-- Selected passage follows --
Wednesday, June 24, 2009
So that thing we call updating?
Wednesday, May 6, 2009
Camping
I know we have been absent for a while.
Sunday, April 26, 2009
Sometimes, We Pee a LIttle When We Laugh
Sunday, April 12, 2009
Oh, You, Still trying to be good eh?
Ok, so I am lazy.
Code Geass: Lelouch of the Rebellion is a mecha animu noted for its clever and original plot. It became the the cancer of anime for the whole summer of 2008.
And sadly, the kemo just wont get rid of it. Its the Kieth Richards of the anime world, IT JUST WONT DIE!
The show started with the idea of writing and producing what would eventually become a new anime that would include innovative and brand-new elements never seen before in the genre:
giant robots, large-scale military invasions, heaps upon heaps of still-attractive bishie corpses and more tits than aPlayboy shoot.
Despite having killer-cool giant rollerskate-wearing mecha, which are clearly more effective than tanks and other conventional weapons, and lots of female military officers with e-size tits, Britannia is still just a bunch of British Francophone Nazis, who want to take over the world and do what Hitler would have done had he lived on.
The pitiful main characeter, Lelouch Lamperouge is the repulsively unlikable main character -- a pretentious bitch who lives his life in the lap of luxury, surrounded by beautiful women whom he has absolutely no attraction to.
Apparently this not enough for the spoiled aristocratic cunt, so for the sake of the plot he one day wakes up with a terrible case of butthurt over the way the Japanese people are being treated.
oh no, Japan is being suppressed by Britania, I must change this because it is wrong, We aren't china!
Yeah, anyone else notice that too?
It's funny how Lulu doesn't even fuckin notice that Britannia is doing practically everything that Japan did to China during WWII, just with out robots that have skates.
Lulu, then does what any self respecting citizen would do, join a resistance. Of course, this is even fucked over by that useless green haired character that mysteriously gives him superpowers called " Geass ".
I would have been fine if CC never showed up again. But no, i had to learn her name, the idiotic whore who is akin to vaginal sandpaper. Seriously i would rather sandpaper my genitalia then deal with half the useless tripe in this show.
-- Selected passage concluded --
-- Excerpted data follows --
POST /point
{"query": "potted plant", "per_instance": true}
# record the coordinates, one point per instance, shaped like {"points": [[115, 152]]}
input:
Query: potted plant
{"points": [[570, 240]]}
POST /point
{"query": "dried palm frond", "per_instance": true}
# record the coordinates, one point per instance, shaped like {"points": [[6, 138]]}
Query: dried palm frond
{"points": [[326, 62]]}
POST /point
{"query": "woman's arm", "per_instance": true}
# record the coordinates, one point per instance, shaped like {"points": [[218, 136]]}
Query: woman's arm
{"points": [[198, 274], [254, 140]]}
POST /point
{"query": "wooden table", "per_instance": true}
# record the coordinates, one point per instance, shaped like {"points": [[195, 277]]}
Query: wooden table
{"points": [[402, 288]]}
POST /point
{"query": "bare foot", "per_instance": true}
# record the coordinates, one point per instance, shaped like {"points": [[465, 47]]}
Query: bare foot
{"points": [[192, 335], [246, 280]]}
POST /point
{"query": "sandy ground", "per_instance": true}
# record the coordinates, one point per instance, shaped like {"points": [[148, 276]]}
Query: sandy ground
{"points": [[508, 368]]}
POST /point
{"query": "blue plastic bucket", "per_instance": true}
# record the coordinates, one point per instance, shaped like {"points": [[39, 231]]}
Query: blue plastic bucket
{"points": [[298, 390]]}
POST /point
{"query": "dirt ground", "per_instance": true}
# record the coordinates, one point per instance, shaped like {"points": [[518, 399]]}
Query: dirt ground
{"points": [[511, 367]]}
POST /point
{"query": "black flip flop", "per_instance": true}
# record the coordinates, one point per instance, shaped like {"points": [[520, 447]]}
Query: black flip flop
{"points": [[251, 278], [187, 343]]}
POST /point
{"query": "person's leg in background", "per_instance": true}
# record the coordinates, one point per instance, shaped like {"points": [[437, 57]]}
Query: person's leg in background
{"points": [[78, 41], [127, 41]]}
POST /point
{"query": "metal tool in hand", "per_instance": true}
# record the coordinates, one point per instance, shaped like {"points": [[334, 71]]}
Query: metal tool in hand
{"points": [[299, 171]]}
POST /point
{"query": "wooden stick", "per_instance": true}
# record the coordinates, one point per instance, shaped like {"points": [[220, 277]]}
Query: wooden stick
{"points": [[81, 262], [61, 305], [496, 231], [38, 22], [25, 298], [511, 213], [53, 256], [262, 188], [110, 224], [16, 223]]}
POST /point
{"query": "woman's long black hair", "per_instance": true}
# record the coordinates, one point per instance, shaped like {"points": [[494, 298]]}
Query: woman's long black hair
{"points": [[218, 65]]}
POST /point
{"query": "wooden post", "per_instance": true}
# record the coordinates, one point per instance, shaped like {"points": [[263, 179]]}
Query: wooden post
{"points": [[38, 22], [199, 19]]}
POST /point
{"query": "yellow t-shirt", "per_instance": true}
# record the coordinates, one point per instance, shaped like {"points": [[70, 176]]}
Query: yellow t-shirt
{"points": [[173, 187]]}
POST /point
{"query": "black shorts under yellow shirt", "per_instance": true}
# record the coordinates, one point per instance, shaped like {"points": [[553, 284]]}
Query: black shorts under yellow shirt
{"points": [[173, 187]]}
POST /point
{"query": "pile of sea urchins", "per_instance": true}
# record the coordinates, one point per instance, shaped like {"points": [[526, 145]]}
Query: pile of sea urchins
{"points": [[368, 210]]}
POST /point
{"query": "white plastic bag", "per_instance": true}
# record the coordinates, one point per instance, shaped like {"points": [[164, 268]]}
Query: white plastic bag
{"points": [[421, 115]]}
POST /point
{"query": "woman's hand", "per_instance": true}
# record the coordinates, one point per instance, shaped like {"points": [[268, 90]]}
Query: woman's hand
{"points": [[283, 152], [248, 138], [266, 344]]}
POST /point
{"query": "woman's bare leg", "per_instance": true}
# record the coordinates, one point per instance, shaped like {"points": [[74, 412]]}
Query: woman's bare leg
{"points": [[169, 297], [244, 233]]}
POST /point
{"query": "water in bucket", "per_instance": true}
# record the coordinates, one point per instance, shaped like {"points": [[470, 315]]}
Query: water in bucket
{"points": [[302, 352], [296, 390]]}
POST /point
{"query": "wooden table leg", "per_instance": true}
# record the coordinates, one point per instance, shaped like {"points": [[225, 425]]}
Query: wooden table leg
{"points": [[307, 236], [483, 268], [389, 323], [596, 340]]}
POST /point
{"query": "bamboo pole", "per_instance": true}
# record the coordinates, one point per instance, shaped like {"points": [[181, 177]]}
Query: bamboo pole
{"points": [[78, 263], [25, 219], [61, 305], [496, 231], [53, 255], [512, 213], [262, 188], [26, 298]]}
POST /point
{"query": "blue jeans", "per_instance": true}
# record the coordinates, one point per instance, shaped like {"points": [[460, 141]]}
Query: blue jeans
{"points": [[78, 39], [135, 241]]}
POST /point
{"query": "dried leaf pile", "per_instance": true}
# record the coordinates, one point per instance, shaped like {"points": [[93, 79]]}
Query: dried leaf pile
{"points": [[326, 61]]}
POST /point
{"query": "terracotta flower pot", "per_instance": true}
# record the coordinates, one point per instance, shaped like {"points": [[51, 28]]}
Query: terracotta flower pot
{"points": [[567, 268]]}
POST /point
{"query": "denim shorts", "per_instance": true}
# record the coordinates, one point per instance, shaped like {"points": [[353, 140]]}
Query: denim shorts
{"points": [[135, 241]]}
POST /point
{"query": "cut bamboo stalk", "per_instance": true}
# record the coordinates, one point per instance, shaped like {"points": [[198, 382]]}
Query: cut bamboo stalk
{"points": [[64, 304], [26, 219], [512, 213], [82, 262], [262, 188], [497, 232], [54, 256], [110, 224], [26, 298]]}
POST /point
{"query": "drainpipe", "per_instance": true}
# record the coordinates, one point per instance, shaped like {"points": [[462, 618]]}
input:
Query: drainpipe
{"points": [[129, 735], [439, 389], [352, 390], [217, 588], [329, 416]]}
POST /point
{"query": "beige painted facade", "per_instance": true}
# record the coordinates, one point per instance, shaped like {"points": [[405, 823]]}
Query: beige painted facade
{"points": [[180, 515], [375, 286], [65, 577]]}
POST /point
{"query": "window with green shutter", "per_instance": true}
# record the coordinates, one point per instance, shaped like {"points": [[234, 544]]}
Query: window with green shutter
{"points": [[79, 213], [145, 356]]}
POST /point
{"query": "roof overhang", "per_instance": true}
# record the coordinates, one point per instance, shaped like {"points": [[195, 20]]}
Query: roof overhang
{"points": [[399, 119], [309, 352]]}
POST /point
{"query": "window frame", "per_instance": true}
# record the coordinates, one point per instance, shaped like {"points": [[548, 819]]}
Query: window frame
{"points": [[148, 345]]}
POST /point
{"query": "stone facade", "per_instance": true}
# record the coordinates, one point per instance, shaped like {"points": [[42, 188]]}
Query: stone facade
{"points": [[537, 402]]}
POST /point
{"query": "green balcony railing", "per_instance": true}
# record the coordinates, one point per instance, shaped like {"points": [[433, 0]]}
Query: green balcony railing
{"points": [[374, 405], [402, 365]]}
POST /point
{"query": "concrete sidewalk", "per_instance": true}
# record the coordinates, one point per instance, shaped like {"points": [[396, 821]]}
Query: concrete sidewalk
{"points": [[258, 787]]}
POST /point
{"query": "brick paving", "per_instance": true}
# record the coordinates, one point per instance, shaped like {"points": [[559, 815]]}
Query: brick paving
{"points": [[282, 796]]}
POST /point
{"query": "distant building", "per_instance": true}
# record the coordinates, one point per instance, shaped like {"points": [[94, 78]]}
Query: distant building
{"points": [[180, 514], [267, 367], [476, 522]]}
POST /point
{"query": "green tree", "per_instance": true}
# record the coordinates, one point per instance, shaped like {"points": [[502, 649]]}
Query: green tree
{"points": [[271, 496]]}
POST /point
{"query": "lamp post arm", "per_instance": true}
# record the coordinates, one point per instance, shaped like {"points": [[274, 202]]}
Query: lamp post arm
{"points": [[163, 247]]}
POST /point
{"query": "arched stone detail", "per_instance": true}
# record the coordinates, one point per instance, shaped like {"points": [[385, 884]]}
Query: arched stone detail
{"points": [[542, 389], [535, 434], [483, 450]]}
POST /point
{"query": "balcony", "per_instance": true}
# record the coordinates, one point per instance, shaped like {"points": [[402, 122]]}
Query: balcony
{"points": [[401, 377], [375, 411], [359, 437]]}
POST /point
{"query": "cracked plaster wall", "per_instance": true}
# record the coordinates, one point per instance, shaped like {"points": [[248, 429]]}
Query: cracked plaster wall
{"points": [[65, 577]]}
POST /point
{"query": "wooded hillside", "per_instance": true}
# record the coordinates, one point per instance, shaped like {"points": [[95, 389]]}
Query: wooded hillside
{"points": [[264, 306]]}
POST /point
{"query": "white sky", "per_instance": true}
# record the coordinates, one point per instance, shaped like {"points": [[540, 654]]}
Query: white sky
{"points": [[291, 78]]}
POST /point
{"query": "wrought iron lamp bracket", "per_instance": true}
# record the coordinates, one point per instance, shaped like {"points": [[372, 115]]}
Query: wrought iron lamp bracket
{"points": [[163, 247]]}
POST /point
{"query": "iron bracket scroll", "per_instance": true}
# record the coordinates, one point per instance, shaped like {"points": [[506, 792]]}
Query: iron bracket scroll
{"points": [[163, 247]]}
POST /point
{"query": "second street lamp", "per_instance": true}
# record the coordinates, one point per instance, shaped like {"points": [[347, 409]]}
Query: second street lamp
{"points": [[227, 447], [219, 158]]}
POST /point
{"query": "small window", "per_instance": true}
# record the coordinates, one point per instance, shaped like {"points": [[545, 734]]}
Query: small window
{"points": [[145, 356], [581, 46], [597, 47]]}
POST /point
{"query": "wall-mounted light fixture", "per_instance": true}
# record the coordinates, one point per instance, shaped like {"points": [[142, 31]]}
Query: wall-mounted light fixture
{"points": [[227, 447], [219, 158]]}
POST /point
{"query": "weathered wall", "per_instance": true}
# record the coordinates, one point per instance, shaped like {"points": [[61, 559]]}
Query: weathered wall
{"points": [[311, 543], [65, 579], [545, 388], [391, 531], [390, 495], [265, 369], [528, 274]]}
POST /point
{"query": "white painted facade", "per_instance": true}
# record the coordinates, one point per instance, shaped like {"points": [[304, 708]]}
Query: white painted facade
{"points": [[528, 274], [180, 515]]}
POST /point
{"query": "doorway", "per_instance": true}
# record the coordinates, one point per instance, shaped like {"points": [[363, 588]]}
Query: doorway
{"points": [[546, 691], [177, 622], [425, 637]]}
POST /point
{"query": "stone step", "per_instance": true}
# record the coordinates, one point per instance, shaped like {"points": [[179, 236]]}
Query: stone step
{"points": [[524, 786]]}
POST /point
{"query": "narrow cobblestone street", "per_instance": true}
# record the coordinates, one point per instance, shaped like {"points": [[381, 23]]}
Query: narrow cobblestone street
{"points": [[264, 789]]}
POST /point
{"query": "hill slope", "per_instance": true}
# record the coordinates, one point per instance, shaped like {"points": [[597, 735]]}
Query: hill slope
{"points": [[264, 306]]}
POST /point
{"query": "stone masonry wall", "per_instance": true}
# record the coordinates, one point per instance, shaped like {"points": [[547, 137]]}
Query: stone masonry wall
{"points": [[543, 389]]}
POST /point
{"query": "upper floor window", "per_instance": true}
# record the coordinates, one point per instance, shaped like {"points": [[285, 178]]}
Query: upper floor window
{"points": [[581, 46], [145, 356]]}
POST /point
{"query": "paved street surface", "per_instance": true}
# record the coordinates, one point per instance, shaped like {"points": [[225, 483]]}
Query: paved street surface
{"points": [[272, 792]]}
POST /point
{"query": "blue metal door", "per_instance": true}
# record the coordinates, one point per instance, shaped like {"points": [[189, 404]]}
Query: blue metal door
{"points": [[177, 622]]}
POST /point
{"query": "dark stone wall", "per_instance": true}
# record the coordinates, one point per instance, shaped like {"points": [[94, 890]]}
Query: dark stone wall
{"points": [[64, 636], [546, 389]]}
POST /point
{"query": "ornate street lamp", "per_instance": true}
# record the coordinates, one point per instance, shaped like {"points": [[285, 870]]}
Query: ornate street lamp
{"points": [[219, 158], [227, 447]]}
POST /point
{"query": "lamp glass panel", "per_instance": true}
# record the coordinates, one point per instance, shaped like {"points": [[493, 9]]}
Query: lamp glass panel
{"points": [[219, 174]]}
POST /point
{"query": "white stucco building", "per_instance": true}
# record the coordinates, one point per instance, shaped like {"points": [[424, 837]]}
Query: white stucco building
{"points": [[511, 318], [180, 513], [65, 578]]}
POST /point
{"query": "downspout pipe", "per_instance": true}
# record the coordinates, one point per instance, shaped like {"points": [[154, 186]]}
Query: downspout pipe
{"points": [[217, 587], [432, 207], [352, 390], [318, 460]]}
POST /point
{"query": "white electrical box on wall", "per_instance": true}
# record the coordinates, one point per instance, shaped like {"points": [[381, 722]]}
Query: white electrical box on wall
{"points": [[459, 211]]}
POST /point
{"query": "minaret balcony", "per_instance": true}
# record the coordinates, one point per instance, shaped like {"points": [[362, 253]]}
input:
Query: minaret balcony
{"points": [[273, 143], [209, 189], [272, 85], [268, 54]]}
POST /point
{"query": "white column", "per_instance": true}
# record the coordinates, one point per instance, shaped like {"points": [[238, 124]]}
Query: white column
-- Excerpted data concluded --
__Your goal__. Reproduce the part of the Code Geass blog post above that falls between "Lulu, then does" and "in this show.", inclusive, word for word.

__Answer below__.
Lulu, then does what any self respecting citizen would do, join a resistance. Of course, this is even fucked over by that useless green haired character that mysteriously gives him superpowers called " Geass ".
I would have been fine if CC never showed up again. But no, i had to learn her name, the idiotic whore who is akin to vaginal sandpaper. Seriously i would rather sandpaper my genitalia then deal with half the useless tripe in this show.